▸ **PAGE EXCERPT**
* START *

We know we're in trouble when the first characters we see are the Nauseating Kids, Johnny and Carla. As you might expect, because this is the way things should be, the boy's a rapscalion while the girl just wants to hold her doll and play house. Dear God, they're so archtypical (Johnny has dark hair, Carla has blonde, the boy wears overalls, the girl wears a frilly dress, etc. etc. etc.), it's like they're Obnoxiousness Incarnate! Anyway, the brats end up pestering a couple of archeologists, George and Roy, who are investigating a cave. Because that's what archeologists do. Hang around caves even with no sign of tools or even things to investigate in sight. Oh wait, there is a cave painting, conveniently located right next to the entrance.
Johnny's mother Martha and sister Alice show up. Through the magic of expository dialogue, they explain that the Nauseating Kids' father is dead (explaining why, goodness gracious, women and children are being left unattended!) and they were having a picnic when the N.Ks 'slipped away.' To start with, who would 'just happen to have a picnic' near the site of an archeological dig? (or rather, what is claimed to be one; as far as anyone can tell, George and Johnny are really your friendly neighborhood escaped killers). For another, how do all of the kids in your care just slip away without anyone noticing? Maybe Mommy and Alice were experimenting a bit too readily with the patented cocktails of the era. I don't blame them.

* END *

▸ **EXERCISE 1**
Return everything in the records from the start down to the line containing "[494, 912, 607, 996]", with both ends included.
The records that come next are unrelated to the movie review excerpt.

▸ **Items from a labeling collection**
* START *

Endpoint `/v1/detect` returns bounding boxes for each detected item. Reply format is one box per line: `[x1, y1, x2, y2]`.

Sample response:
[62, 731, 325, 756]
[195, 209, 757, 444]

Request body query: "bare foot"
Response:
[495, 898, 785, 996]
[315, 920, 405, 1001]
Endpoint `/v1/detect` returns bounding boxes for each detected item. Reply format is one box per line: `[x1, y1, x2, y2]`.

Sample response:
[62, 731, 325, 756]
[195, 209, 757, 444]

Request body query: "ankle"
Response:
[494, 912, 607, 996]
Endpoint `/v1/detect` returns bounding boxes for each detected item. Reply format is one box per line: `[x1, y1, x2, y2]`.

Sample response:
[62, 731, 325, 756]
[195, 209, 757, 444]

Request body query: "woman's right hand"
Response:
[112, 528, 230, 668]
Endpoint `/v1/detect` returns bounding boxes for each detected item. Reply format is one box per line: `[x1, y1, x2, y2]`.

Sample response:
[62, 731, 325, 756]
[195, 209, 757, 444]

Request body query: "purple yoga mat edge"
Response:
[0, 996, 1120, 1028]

* END *

▸ **EXERCISE 2**
In the movie review excerpt, what is located right next to the entrance of the cave?

▸ **WRITTEN RESPONSE 1**
Endpoint `/v1/detect` returns bounding boxes for each detected item. Reply format is one box per line: `[x1, y1, x2, y2]`.

Sample response:
[62, 731, 325, 756]
[195, 209, 757, 444]

Request body query: "bare foot"
Response:
[495, 898, 785, 996]
[315, 920, 405, 1001]
Endpoint `/v1/detect` returns bounding boxes for each detected item. Reply format is one box per line: `[x1, y1, x2, y2]`.

Sample response:
[62, 731, 325, 756]
[195, 209, 757, 444]

Request body query: "ankle"
Response:
[494, 912, 607, 996]

▸ **WRITTEN RESPONSE 2**
A cave painting.